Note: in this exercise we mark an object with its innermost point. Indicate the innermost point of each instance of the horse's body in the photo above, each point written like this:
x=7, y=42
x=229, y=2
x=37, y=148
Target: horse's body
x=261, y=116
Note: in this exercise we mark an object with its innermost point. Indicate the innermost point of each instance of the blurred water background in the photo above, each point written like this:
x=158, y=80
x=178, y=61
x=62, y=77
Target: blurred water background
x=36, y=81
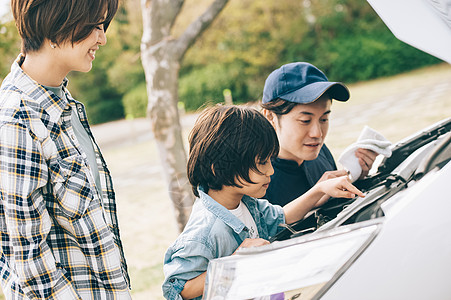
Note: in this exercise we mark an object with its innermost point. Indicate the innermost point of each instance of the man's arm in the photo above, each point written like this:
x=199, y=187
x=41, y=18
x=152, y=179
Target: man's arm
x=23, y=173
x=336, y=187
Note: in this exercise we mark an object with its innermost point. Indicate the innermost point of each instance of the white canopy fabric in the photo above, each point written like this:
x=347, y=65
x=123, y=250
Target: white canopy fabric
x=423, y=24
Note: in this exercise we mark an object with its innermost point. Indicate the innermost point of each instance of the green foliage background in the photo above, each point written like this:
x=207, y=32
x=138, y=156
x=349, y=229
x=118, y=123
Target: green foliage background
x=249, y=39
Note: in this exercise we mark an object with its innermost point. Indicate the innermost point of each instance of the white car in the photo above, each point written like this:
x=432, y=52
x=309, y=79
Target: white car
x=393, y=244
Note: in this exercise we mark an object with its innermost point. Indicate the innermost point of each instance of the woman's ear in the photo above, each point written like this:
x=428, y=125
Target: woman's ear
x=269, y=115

- _What is expected_
Can you write out, word for word, every line of the items above from the line containing "of the woman's" through the end of the items?

- _Exercise output_
Note: in this exercise we mark an object with its innermost point. Indicate the innermost point of each instance of the woman's ear in the photo above, each point written like this:
x=428, y=125
Target: woman's ear
x=269, y=115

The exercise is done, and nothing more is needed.